**Goal**
Pictures excluded, retype the lines from the one containing "Task: set a dot on every instance of the racket" through the last line of the data below, both included.

**Exercise inputs**
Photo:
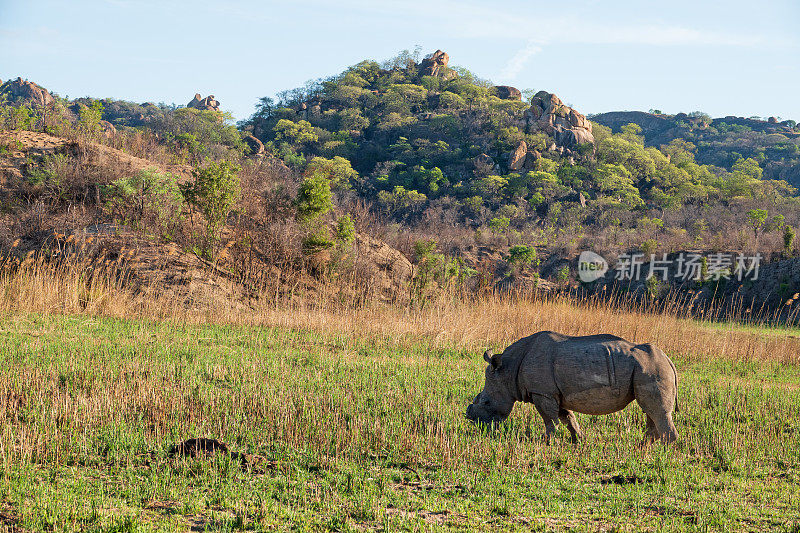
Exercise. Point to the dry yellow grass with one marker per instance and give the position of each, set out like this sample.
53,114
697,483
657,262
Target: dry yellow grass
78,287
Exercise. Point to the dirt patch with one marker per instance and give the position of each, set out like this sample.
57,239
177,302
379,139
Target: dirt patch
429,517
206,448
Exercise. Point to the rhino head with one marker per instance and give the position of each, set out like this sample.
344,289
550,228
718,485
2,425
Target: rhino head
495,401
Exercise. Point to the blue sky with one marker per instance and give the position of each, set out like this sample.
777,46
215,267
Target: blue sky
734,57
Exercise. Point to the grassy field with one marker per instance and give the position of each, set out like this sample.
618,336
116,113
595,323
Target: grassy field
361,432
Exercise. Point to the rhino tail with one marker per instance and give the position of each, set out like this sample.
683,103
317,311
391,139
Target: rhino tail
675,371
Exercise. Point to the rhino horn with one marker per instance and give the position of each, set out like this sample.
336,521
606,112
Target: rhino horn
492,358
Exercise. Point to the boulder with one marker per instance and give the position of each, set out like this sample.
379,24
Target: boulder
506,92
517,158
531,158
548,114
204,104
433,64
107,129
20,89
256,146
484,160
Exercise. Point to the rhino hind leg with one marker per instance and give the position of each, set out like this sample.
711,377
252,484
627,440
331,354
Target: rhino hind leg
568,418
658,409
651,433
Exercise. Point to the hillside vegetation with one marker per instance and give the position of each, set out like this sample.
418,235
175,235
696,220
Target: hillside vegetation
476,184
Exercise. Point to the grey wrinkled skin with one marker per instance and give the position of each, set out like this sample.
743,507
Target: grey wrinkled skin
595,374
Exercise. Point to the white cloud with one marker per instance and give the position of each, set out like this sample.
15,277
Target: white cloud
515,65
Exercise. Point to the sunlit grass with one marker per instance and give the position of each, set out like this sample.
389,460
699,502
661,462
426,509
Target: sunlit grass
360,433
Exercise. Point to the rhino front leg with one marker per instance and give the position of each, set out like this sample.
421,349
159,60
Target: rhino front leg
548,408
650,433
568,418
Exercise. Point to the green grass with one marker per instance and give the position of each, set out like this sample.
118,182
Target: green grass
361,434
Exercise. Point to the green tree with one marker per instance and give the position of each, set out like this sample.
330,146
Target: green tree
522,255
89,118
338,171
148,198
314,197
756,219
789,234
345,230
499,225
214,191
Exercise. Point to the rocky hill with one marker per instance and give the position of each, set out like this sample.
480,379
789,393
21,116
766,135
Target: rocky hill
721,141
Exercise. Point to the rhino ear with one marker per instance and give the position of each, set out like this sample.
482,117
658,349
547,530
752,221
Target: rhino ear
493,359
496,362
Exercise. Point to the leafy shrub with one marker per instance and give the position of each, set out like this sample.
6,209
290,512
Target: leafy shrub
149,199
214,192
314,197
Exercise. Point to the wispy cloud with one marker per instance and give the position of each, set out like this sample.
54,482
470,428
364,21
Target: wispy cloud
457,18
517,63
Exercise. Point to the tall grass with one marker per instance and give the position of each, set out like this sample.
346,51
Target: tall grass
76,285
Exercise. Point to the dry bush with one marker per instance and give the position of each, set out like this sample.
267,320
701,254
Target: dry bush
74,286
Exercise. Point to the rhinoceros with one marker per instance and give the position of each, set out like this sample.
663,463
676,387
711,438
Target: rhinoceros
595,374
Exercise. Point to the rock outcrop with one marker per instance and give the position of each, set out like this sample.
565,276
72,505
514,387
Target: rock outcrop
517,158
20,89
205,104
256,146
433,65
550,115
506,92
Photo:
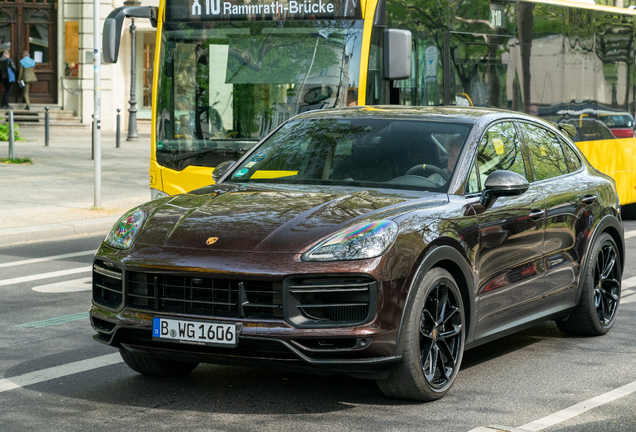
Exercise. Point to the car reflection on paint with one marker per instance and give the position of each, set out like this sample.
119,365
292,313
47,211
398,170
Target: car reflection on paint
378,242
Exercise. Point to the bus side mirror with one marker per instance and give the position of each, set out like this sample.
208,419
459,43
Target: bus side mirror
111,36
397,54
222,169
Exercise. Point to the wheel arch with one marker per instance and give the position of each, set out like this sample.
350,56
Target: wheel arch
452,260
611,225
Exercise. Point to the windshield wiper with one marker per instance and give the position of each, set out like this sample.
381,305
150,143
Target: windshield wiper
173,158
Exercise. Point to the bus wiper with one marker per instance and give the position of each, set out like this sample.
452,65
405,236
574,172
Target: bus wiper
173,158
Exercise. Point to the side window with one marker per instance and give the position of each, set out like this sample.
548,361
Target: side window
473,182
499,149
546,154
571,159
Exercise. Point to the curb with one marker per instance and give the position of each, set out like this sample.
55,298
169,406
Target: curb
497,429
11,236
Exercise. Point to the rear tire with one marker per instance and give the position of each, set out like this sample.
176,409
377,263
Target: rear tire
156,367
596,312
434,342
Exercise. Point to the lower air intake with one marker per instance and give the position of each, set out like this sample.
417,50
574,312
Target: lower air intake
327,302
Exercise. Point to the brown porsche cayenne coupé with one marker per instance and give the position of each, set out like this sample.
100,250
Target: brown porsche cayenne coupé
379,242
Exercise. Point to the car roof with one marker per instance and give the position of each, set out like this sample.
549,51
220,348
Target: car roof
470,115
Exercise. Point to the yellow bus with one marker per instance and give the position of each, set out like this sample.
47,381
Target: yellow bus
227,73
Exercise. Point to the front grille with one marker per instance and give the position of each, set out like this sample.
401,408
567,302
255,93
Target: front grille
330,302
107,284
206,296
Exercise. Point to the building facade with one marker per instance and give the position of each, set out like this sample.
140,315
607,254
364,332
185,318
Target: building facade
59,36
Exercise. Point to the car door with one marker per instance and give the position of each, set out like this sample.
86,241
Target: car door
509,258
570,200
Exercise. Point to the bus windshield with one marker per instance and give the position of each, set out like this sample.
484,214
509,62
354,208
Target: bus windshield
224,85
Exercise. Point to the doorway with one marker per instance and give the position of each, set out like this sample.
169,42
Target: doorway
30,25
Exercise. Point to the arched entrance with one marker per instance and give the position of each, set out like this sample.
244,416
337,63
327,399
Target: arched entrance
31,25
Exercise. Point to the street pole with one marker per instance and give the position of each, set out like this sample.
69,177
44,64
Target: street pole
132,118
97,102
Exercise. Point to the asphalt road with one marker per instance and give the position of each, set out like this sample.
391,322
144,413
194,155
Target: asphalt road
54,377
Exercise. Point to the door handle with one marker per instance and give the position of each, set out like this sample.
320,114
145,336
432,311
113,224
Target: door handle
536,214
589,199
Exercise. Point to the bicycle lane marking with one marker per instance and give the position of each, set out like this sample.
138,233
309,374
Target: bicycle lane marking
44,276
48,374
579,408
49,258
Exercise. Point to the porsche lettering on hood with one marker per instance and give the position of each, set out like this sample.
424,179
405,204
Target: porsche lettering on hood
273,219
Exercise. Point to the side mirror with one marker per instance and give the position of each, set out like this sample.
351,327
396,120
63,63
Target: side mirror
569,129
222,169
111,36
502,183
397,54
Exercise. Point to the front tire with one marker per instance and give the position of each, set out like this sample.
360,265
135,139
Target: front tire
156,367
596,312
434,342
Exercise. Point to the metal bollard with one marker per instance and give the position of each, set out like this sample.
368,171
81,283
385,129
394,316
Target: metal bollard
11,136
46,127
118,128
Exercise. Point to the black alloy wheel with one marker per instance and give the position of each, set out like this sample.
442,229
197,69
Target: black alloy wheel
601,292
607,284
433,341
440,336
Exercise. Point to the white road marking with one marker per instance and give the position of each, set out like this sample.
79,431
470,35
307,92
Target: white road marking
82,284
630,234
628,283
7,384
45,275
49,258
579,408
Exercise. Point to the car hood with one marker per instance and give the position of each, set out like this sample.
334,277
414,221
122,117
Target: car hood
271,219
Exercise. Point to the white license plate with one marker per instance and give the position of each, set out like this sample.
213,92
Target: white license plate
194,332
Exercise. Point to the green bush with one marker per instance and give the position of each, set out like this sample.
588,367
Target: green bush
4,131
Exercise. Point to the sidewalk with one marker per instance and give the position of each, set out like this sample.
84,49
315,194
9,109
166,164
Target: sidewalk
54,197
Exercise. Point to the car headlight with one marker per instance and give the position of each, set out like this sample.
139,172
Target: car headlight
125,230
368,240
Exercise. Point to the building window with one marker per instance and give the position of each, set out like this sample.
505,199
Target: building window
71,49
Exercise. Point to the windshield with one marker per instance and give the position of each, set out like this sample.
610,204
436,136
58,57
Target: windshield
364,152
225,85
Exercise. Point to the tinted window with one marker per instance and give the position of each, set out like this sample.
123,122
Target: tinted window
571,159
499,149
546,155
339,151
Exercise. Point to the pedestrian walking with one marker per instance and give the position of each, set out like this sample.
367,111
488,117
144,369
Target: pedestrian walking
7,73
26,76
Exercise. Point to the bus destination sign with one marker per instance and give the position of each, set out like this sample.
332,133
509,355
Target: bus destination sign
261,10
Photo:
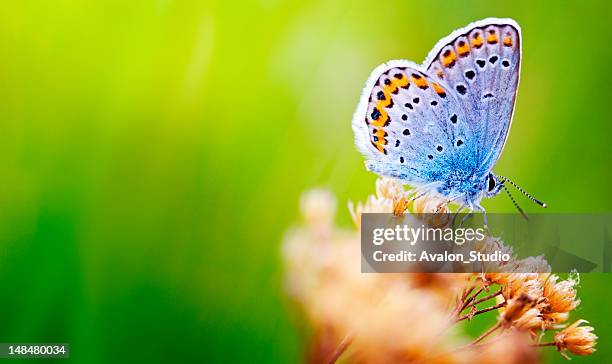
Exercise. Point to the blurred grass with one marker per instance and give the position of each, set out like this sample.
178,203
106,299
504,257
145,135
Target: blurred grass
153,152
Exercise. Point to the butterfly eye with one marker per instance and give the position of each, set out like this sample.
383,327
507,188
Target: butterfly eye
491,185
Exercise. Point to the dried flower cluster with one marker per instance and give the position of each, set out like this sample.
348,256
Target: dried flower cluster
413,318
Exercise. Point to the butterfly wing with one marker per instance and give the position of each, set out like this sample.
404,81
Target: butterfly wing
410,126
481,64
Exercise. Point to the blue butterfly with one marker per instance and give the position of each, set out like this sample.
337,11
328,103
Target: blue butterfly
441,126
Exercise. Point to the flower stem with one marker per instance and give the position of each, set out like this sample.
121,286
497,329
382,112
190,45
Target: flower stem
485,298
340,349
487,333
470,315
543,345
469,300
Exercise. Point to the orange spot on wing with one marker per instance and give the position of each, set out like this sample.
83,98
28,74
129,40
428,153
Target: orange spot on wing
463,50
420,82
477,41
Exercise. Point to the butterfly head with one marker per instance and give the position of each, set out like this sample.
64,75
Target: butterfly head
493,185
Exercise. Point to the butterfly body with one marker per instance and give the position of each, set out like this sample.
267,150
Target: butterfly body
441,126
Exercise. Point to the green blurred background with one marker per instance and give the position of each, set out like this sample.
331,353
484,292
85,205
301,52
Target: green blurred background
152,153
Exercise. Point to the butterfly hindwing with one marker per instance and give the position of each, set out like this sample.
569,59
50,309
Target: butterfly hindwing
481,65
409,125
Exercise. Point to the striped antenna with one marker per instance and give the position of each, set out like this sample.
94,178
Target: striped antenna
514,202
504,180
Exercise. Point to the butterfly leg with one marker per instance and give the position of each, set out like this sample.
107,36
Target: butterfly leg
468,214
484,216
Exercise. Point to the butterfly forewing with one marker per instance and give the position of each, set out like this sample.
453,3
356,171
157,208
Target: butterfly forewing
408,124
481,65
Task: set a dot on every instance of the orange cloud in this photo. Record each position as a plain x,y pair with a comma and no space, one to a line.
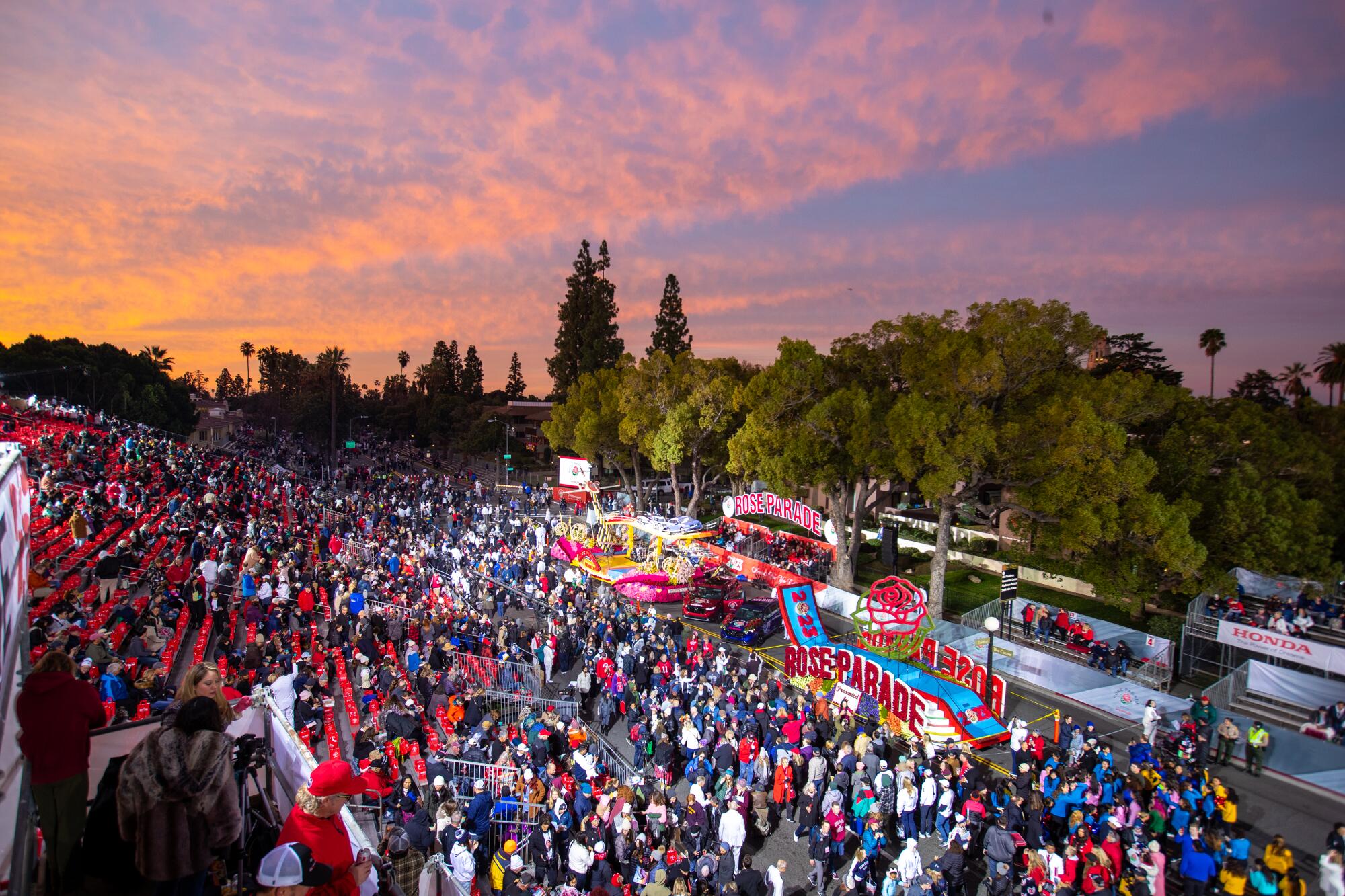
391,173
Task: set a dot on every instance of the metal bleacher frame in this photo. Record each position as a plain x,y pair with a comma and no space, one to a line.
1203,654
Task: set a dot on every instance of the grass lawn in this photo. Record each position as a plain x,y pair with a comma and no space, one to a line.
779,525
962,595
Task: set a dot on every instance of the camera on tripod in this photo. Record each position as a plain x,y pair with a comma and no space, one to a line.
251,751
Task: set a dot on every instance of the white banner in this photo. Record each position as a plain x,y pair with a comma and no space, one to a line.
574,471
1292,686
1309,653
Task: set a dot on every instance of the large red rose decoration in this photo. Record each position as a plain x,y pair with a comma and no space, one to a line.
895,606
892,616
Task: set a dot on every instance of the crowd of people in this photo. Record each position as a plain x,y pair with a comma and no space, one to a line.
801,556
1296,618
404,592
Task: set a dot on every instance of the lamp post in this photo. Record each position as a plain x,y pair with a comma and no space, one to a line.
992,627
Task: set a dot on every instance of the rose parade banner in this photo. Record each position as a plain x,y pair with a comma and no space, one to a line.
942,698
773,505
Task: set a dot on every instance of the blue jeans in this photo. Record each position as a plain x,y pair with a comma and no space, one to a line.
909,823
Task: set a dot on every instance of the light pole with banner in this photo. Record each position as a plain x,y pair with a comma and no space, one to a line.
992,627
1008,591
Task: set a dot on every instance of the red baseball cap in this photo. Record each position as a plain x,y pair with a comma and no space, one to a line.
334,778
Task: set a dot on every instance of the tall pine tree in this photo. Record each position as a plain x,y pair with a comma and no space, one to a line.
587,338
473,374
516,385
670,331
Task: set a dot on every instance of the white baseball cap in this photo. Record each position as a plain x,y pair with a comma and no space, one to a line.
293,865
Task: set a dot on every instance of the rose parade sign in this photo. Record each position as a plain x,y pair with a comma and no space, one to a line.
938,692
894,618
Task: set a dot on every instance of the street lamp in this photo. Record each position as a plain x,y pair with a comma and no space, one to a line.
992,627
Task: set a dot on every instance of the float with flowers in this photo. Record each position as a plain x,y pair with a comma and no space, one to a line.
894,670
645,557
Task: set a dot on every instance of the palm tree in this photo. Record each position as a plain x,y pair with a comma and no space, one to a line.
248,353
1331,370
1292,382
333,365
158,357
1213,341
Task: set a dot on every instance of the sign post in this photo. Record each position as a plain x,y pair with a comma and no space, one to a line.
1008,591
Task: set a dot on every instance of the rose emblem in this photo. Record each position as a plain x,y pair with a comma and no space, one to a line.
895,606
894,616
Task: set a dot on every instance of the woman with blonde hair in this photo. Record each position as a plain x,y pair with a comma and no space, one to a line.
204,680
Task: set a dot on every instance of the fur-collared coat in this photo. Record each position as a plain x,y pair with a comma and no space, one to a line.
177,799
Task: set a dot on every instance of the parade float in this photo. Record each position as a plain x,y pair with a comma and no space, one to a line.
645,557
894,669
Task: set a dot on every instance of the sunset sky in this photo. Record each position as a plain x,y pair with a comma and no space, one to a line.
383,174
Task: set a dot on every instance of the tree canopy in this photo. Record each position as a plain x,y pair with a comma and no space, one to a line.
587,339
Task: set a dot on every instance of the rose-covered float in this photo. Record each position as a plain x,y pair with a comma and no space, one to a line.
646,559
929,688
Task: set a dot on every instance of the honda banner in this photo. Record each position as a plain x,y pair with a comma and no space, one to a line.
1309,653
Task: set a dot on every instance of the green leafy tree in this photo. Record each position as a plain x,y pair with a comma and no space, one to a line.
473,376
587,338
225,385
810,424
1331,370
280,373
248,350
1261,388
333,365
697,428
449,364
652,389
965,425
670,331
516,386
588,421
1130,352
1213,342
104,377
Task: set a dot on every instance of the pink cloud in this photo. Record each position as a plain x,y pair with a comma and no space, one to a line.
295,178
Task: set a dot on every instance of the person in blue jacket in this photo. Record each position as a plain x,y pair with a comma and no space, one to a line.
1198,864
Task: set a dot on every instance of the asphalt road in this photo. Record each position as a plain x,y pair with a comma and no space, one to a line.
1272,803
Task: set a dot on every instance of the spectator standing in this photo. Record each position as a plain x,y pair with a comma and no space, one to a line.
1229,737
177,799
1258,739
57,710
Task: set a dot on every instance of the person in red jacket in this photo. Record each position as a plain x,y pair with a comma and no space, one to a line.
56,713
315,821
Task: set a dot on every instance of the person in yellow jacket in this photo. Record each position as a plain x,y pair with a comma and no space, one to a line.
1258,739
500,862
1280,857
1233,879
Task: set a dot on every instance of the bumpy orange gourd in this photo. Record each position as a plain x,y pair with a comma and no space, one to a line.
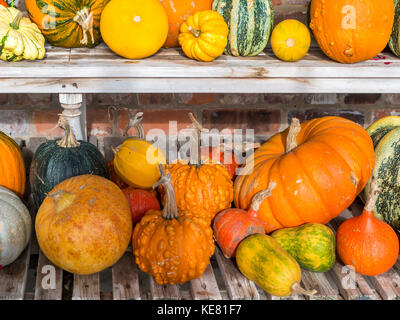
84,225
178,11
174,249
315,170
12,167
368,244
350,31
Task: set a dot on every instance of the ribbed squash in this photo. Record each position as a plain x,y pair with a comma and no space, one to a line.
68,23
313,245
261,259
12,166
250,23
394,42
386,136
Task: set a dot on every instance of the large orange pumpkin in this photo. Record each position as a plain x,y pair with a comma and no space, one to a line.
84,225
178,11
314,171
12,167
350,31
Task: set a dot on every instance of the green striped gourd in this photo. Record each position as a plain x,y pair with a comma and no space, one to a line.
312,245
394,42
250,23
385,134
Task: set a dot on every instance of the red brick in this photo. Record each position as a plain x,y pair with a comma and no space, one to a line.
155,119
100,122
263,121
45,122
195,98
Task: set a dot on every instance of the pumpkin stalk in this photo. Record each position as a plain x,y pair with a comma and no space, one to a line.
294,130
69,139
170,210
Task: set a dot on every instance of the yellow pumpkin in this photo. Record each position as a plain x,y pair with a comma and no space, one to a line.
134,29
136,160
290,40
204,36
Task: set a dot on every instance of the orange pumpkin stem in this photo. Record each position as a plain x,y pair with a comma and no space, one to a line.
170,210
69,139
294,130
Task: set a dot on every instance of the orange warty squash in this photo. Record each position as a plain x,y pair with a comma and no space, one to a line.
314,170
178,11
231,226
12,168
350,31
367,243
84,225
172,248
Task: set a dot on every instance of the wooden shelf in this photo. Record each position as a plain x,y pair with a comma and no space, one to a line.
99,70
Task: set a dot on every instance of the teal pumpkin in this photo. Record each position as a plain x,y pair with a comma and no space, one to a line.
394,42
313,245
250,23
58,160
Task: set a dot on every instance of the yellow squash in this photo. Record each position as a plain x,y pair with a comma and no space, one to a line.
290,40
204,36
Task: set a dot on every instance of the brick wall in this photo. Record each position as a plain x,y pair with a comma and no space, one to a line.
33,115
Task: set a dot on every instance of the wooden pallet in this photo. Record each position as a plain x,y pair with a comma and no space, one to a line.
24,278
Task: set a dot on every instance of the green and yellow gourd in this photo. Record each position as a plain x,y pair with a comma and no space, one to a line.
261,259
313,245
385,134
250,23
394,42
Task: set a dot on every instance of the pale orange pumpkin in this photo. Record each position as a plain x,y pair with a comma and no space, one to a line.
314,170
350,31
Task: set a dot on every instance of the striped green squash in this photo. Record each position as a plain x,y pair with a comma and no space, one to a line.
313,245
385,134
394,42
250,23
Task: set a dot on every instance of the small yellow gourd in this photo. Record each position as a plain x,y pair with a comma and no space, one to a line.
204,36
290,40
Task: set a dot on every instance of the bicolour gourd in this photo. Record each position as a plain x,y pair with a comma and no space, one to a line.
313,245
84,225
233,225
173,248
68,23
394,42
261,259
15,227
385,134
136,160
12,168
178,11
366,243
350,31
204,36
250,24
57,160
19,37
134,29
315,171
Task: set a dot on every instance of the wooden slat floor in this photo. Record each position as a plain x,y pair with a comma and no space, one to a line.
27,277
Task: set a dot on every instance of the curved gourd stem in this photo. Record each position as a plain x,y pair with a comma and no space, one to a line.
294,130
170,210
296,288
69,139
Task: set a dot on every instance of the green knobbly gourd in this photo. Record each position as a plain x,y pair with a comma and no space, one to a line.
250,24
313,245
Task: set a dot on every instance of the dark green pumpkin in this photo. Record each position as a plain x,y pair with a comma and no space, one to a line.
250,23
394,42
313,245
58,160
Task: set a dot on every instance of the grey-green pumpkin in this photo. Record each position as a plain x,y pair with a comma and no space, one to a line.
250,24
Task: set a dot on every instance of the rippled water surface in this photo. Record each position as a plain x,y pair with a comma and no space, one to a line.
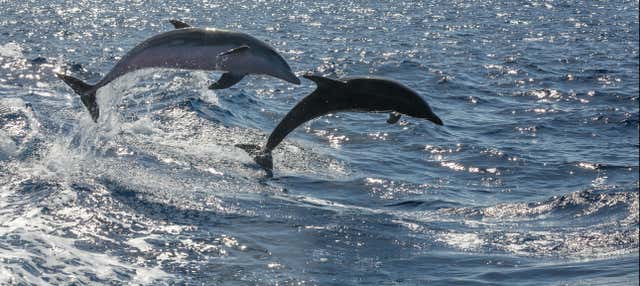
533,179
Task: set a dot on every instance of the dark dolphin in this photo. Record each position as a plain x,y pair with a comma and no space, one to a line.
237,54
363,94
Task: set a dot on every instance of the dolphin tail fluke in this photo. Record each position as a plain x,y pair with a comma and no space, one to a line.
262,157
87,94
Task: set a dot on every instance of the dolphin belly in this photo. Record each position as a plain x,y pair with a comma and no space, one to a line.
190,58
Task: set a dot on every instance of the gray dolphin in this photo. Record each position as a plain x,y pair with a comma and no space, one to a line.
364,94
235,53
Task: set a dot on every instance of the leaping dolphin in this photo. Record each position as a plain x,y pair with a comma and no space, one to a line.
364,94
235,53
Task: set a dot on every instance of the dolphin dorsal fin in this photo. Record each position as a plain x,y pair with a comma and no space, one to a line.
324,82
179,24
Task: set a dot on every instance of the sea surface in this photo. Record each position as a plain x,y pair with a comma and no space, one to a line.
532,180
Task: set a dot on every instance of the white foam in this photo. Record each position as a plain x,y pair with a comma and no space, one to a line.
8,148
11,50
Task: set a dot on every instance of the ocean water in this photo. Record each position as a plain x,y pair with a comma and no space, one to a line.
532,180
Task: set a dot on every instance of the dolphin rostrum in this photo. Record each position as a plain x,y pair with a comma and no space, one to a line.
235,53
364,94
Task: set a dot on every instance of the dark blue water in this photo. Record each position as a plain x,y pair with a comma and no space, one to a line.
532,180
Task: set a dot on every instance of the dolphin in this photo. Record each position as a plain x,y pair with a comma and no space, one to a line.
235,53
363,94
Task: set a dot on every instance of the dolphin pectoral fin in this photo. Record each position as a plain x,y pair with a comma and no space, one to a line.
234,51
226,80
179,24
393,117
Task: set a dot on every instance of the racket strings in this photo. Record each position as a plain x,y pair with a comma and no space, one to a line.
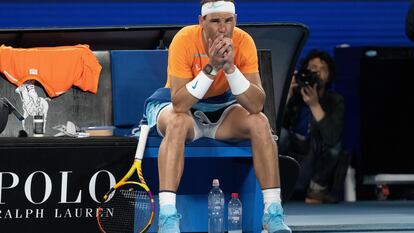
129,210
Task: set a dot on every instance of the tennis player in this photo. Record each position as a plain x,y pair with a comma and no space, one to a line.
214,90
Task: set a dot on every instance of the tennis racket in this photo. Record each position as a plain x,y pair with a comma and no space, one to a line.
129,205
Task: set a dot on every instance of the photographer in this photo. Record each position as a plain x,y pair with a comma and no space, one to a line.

**Solution to the problem**
Task: set a dot on every instance of the racket strings in this photo. Record each position as a plain x,y pair with a comma and no space, one to a line.
129,210
Task: set a dot on every instance of the tennis player in this photo. Record each position as a plain x,y pair with a comma and no space, one to a line.
214,90
Task: set a dot on every instance of the tennis racket in this photo. Record each position as a plain x,y pair with a comma and no space, one to a line.
129,205
Task: set a dot on every instance of the photographer in this photo. Record each position as a plain x,y pair with a comma and no space, one to a line.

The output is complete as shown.